§ RECORDS TO USE
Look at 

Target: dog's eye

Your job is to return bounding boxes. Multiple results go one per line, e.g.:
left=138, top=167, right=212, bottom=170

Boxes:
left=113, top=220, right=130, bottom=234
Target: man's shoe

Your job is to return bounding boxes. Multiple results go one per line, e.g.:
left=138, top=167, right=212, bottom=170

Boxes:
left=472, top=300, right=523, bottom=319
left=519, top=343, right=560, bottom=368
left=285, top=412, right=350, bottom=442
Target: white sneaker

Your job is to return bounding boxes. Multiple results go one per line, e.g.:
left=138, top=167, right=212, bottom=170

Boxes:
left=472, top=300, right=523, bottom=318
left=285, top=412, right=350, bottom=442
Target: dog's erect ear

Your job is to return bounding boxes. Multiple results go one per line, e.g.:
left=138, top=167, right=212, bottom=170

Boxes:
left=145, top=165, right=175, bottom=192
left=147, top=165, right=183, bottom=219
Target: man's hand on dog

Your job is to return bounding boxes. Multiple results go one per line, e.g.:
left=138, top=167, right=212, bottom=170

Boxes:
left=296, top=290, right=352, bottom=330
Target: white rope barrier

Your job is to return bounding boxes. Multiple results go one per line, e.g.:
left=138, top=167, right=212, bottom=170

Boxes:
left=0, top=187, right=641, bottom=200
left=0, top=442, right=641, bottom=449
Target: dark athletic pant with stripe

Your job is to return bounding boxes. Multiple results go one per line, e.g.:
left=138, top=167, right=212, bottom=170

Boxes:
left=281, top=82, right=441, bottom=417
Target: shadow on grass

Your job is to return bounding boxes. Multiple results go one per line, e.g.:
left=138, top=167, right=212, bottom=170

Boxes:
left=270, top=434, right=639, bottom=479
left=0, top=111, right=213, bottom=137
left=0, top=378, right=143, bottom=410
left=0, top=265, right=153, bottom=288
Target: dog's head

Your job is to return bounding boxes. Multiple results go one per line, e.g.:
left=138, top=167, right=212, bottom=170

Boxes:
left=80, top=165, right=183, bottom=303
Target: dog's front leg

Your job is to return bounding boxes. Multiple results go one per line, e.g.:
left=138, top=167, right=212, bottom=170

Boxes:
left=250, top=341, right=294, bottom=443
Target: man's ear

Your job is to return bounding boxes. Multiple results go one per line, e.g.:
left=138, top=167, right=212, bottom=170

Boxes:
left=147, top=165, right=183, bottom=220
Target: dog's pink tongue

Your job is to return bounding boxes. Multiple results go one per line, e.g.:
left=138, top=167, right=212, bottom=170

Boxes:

§ WHAT YOU HAVE TO DO
Convert all the records above into a Markdown table with two columns, Row and Line. Number each row, put one line of text per row, and omit blank lines.

§ TASK RESULT
| Row | Line |
|---|---|
| 1 | Look at  |
| 2 | Target: dog's eye |
| 3 | Your job is to return bounding boxes. Multiple results go one per line, e.g.: |
| 4 | left=138, top=167, right=212, bottom=170 |
| 5 | Boxes: |
| 6 | left=113, top=220, right=130, bottom=234 |
| 7 | Target: man's shoe |
| 8 | Your job is to return bounding boxes. Multiple results go one per line, e.g.: |
| 9 | left=138, top=167, right=212, bottom=170 |
| 10 | Boxes: |
| 11 | left=472, top=300, right=523, bottom=319 |
| 12 | left=519, top=343, right=560, bottom=368 |
| 13 | left=285, top=412, right=350, bottom=442 |
| 14 | Target: white sneaker |
| 15 | Your job is to return bounding boxes. Multiple results go one per line, e.g.: |
| 16 | left=138, top=167, right=212, bottom=170 |
| 17 | Boxes: |
| 18 | left=472, top=300, right=523, bottom=318 |
| 19 | left=285, top=412, right=350, bottom=442 |
| 20 | Target: dog's erect ear |
| 21 | Your job is to return bounding boxes. Multiple results go one per line, e.g.: |
| 22 | left=138, top=167, right=212, bottom=170 |
| 23 | Boxes: |
| 24 | left=145, top=165, right=175, bottom=192 |
| 25 | left=147, top=165, right=183, bottom=219 |
| 26 | Target: man's hand on dog |
| 27 | Your job is to return bounding boxes. Multiple results go one per line, e.g.: |
| 28 | left=138, top=167, right=212, bottom=170 |
| 29 | Boxes: |
| 30 | left=296, top=290, right=352, bottom=330 |
| 31 | Target: white rope barrier |
| 32 | Your job is to return bounding boxes. Multiple results go one per line, e.g.: |
| 33 | left=138, top=167, right=212, bottom=170 |
| 34 | Boxes: |
| 35 | left=0, top=187, right=641, bottom=200 |
| 36 | left=0, top=442, right=641, bottom=449 |
| 37 | Target: dark athletic pant with stripe |
| 38 | Your job is to return bounding boxes. Multiple results go one per line, e.g.: |
| 39 | left=138, top=167, right=212, bottom=170 |
| 40 | Boxes: |
| 41 | left=281, top=82, right=441, bottom=417 |
| 42 | Target: shadow on grass |
| 43 | Your job is to return bounding boxes. Multiple results go one per line, e.g.: |
| 44 | left=138, top=167, right=212, bottom=170 |
| 45 | Boxes: |
| 46 | left=270, top=434, right=639, bottom=479 |
| 47 | left=0, top=111, right=213, bottom=137 |
| 48 | left=0, top=378, right=143, bottom=410 |
| 49 | left=0, top=265, right=153, bottom=288 |
| 50 | Target: dog's head |
| 51 | Your job is to return bounding boxes. Multiple results go one per line, e.g.: |
| 52 | left=138, top=167, right=212, bottom=170 |
| 53 | Boxes: |
| 54 | left=80, top=165, right=183, bottom=303 |
| 55 | Target: dog's front leg |
| 56 | Your job is to return bounding boxes. Multiple results go one per line, e.g.: |
| 57 | left=138, top=167, right=212, bottom=170 |
| 58 | Boxes: |
| 59 | left=250, top=341, right=294, bottom=443 |
| 60 | Target: man's ear |
| 61 | Your job is to return bounding boxes. Multiple results go one per line, e.g.: |
| 62 | left=138, top=167, right=212, bottom=170 |
| 63 | Boxes: |
| 64 | left=147, top=165, right=183, bottom=220 |
| 65 | Target: dog's pink tongue |
| 66 | Your job is to return bounding boxes. Multiple results go one per line, e.g.: |
| 67 | left=138, top=167, right=212, bottom=170 |
| 68 | Boxes: |